◆ **What this task involves**
From the records below, copy every line that contains the word "cloud".

◆ **Material provided**
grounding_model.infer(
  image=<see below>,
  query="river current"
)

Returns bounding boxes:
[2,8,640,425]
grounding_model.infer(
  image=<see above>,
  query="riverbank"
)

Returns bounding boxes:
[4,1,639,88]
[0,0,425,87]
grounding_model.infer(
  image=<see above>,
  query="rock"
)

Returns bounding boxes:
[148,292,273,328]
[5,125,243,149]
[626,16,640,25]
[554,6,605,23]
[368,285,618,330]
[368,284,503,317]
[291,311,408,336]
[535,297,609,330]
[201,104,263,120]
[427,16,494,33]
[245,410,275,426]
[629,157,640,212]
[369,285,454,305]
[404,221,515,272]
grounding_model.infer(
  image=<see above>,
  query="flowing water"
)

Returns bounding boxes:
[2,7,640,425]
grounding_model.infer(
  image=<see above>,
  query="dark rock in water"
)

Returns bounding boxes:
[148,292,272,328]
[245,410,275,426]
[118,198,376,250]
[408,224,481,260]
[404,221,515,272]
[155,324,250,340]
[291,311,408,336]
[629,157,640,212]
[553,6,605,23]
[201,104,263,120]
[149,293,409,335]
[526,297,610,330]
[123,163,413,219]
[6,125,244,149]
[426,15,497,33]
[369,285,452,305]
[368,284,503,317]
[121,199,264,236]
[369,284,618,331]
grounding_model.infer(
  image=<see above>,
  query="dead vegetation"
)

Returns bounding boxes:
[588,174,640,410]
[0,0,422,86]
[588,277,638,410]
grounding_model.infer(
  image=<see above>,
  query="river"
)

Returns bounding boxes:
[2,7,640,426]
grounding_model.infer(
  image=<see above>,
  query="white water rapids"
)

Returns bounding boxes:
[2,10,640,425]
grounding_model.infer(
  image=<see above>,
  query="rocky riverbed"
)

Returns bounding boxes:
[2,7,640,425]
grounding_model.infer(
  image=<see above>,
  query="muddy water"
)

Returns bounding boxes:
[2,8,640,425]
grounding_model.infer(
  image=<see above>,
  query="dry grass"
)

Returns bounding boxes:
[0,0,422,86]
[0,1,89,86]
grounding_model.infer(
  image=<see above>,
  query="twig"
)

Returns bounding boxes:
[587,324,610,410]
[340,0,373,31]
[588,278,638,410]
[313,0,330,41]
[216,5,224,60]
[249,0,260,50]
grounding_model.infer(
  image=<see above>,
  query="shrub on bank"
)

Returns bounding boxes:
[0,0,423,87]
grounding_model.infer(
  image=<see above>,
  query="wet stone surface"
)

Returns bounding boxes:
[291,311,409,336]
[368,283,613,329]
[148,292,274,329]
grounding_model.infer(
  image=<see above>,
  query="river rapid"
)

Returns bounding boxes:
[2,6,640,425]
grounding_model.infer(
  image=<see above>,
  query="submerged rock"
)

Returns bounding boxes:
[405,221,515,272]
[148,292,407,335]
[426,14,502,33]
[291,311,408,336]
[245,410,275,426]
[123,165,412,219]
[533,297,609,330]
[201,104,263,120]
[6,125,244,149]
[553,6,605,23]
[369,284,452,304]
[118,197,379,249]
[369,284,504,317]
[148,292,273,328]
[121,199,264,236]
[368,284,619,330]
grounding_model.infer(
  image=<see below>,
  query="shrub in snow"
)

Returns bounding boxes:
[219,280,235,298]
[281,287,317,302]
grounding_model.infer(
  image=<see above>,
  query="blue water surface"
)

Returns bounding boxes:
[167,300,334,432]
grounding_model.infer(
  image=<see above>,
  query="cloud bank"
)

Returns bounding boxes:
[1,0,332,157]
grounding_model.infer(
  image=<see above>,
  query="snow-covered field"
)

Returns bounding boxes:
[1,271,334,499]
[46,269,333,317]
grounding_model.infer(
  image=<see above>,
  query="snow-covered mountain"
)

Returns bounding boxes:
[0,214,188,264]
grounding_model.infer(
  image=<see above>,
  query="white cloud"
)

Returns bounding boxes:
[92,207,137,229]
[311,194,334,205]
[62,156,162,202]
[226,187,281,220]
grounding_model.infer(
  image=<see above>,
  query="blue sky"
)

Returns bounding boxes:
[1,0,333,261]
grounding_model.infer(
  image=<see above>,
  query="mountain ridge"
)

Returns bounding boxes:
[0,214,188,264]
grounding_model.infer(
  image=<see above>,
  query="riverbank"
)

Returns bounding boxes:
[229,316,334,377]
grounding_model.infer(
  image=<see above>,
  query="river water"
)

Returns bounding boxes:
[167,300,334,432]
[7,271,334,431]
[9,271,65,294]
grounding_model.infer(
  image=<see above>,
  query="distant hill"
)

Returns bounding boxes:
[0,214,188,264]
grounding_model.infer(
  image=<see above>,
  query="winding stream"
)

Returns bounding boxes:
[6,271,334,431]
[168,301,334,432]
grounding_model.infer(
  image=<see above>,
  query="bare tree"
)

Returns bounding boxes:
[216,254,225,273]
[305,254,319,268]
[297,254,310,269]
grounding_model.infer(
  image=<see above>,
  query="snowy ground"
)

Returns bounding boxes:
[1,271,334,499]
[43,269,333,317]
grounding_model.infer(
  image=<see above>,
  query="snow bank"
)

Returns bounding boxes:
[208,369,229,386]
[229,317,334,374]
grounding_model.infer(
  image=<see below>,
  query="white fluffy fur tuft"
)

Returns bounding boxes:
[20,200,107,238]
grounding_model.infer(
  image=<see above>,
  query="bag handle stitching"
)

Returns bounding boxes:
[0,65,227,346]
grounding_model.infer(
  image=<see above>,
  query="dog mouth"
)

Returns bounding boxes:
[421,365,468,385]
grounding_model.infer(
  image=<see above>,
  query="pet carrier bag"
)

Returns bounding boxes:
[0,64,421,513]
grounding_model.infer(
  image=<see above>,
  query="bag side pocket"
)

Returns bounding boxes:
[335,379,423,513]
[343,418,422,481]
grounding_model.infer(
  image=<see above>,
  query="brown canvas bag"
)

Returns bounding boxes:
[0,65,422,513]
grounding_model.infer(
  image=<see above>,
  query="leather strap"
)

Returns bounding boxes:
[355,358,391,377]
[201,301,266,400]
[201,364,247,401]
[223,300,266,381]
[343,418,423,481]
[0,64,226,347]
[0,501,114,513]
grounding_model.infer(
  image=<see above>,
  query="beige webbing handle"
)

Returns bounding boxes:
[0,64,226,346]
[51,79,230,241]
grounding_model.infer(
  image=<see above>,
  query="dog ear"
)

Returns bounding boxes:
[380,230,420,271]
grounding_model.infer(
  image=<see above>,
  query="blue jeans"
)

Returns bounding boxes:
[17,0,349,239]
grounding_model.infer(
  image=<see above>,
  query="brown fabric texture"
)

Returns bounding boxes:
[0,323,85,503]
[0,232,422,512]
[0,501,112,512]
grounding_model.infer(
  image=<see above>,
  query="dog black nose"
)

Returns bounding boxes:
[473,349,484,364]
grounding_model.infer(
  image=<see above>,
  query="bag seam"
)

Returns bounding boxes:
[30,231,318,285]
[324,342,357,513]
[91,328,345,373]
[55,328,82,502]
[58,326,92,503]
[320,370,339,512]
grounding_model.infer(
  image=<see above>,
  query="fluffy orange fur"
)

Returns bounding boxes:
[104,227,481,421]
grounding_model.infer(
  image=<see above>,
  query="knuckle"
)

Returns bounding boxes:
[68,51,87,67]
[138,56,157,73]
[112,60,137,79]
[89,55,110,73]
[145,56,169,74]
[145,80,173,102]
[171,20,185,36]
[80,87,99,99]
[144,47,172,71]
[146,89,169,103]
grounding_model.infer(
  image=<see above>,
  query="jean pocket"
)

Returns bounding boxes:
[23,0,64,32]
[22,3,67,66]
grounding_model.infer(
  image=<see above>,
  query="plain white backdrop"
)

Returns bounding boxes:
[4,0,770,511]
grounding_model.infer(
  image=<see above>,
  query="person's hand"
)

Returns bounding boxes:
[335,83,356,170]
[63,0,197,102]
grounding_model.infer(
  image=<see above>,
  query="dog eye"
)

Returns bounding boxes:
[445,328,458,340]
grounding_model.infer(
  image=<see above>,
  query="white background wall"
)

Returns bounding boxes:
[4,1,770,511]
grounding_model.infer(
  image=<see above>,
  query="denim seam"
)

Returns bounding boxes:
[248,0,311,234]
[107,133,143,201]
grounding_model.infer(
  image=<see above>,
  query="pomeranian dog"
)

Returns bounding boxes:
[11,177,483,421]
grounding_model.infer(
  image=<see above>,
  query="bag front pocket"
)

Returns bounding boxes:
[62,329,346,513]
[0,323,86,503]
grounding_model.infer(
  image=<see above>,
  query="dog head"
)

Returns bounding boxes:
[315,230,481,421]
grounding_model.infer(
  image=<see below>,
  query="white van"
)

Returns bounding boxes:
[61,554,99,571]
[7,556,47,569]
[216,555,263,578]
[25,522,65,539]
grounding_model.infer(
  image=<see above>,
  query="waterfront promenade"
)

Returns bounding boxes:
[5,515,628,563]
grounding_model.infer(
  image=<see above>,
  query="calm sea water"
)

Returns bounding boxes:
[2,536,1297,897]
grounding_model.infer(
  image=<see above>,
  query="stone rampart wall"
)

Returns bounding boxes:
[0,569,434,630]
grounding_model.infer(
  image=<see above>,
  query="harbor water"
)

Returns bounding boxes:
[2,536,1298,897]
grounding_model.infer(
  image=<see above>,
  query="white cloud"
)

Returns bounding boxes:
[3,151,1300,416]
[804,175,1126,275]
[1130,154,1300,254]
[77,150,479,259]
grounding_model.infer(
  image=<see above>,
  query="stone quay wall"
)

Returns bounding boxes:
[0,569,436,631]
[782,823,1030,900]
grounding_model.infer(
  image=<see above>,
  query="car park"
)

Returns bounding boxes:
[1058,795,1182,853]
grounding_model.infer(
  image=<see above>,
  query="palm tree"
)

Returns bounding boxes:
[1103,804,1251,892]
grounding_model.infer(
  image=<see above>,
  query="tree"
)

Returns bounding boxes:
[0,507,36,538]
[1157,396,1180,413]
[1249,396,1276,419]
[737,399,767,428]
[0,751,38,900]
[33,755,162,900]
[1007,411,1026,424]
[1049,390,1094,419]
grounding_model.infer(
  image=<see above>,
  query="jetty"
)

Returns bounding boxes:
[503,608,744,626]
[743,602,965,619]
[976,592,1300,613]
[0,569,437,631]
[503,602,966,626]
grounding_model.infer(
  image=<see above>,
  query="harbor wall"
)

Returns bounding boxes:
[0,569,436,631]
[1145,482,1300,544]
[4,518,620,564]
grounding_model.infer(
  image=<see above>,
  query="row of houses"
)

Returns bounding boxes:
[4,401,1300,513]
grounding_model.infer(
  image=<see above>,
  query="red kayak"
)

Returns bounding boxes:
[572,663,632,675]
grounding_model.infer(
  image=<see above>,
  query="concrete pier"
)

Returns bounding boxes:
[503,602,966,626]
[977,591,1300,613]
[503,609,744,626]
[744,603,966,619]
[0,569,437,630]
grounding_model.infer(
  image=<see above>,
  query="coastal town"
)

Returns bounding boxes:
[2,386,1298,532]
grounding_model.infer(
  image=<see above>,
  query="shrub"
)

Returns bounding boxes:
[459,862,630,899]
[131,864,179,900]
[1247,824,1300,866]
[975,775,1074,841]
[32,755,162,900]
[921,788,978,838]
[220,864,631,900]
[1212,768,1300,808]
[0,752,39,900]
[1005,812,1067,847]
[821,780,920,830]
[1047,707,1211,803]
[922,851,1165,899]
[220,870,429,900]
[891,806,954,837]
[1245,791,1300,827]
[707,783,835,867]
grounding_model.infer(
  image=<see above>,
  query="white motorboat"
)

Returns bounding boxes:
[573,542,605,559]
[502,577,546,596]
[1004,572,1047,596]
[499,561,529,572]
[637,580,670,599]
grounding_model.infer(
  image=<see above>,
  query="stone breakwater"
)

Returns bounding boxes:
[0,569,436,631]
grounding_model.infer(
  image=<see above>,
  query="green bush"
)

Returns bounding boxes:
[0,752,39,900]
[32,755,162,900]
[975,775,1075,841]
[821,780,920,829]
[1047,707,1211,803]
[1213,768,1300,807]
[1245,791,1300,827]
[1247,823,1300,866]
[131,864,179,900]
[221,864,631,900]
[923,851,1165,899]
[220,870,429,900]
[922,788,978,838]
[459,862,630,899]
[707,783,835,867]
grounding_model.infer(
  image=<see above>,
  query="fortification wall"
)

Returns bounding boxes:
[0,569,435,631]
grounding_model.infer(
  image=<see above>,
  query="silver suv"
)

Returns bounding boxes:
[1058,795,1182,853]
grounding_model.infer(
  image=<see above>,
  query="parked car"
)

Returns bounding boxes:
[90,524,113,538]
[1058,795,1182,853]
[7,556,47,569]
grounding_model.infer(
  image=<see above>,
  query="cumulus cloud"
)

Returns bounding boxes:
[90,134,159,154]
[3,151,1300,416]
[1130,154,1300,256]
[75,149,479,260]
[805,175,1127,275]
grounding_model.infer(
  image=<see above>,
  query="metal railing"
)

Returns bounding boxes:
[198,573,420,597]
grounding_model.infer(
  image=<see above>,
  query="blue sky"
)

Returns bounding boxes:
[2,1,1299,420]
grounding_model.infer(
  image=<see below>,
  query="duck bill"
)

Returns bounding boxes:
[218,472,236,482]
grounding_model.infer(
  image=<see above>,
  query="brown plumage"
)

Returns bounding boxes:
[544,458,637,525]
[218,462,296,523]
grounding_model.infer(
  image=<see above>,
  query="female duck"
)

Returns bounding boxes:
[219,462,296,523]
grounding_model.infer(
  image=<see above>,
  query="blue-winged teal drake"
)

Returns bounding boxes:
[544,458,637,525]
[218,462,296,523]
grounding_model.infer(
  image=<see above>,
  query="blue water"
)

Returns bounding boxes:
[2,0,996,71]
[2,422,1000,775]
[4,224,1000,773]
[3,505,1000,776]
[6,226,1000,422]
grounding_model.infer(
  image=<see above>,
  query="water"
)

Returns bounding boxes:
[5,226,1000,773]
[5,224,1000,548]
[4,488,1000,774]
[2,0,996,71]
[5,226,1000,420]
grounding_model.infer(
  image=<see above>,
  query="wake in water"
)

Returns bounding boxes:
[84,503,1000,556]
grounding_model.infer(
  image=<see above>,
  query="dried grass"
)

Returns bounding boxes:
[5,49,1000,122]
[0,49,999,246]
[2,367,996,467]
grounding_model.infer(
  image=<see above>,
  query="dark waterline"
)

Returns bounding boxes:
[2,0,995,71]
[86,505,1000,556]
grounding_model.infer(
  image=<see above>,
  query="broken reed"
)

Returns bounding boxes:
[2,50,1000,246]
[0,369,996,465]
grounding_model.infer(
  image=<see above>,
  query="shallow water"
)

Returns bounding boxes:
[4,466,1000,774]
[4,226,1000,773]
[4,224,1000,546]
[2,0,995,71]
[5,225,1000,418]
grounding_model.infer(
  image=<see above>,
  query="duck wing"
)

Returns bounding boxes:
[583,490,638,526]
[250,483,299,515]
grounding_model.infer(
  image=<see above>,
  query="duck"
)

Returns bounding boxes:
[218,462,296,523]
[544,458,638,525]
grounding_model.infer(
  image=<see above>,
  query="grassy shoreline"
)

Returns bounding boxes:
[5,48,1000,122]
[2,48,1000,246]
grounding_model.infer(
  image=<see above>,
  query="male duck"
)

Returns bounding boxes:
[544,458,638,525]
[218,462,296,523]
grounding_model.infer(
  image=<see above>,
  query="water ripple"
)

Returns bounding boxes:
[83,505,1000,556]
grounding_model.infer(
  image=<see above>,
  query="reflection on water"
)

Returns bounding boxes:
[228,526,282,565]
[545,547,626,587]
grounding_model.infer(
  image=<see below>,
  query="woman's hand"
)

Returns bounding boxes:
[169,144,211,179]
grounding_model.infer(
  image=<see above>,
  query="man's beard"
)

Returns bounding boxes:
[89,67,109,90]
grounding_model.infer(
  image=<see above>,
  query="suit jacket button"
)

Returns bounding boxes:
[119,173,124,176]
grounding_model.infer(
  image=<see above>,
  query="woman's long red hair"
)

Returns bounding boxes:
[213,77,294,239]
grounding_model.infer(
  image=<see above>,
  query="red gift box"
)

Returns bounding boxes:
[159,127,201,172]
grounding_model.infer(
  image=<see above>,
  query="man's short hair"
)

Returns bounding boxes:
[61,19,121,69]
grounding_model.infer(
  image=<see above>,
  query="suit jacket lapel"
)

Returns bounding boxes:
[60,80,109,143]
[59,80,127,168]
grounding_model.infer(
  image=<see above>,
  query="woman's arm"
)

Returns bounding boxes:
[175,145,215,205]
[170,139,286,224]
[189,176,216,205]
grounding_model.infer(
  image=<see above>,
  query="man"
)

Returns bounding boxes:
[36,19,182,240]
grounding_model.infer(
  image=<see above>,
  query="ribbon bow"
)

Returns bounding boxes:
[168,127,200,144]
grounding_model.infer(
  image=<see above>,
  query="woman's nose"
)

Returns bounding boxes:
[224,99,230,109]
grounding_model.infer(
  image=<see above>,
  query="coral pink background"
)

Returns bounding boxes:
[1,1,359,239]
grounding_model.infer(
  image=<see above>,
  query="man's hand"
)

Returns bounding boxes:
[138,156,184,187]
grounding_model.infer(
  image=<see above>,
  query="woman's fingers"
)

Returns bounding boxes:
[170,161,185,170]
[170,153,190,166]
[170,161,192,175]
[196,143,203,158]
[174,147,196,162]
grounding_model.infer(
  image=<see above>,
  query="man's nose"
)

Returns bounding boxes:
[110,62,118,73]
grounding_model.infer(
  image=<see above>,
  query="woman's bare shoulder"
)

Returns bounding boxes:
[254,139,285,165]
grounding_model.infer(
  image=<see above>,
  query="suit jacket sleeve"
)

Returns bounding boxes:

◆ **Response**
  query="cloud bank"
  query="white cloud"
  query="white cloud"
  query="cumulus cloud"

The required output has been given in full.